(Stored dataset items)
● ● ● ●

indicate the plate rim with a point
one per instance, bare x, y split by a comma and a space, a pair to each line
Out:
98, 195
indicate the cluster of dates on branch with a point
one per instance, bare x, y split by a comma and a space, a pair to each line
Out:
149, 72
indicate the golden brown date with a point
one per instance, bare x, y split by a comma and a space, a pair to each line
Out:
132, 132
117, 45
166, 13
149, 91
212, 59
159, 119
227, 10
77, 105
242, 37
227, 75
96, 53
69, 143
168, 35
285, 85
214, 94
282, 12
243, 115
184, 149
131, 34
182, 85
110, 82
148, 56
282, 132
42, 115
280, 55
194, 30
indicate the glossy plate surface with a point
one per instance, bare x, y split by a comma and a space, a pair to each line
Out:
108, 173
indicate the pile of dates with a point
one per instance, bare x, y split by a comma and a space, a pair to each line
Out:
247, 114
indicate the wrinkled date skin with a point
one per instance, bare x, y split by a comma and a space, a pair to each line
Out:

● ● ● ●

Without changing anything, repeat every record above.

> **ANSWER TO THE PROBLEM**:
indicate the plate rim with a point
one per instance, bare x, y split by a comma and a space, a pair to each line
Out:
98, 195
indicate the cluster of dates on branch with a point
one per instance, bare x, y split by a comma and a space, a pair to each line
Out:
149, 72
indicate the golden brown date with a point
one per instance, bare x, y split by a comma and a space, a pair to each line
Out:
132, 132
117, 45
166, 13
149, 91
212, 59
159, 119
227, 10
77, 105
242, 37
227, 75
96, 53
69, 143
168, 35
285, 85
214, 94
282, 12
243, 115
184, 149
131, 34
182, 85
110, 82
148, 56
282, 132
42, 115
280, 55
194, 30
indicate the glossy plate surface with a point
one per instance, bare x, y split by a comma and a space, a pair to each line
Out:
108, 173
indicate the pile of dates with a point
one per instance, bare x, y split by a comma and a space, a pair to each line
Out:
247, 114
indicate the wrinkled date skin with a point
one per instance, bare x, y split by a comma and a space, a pair to each line
Out:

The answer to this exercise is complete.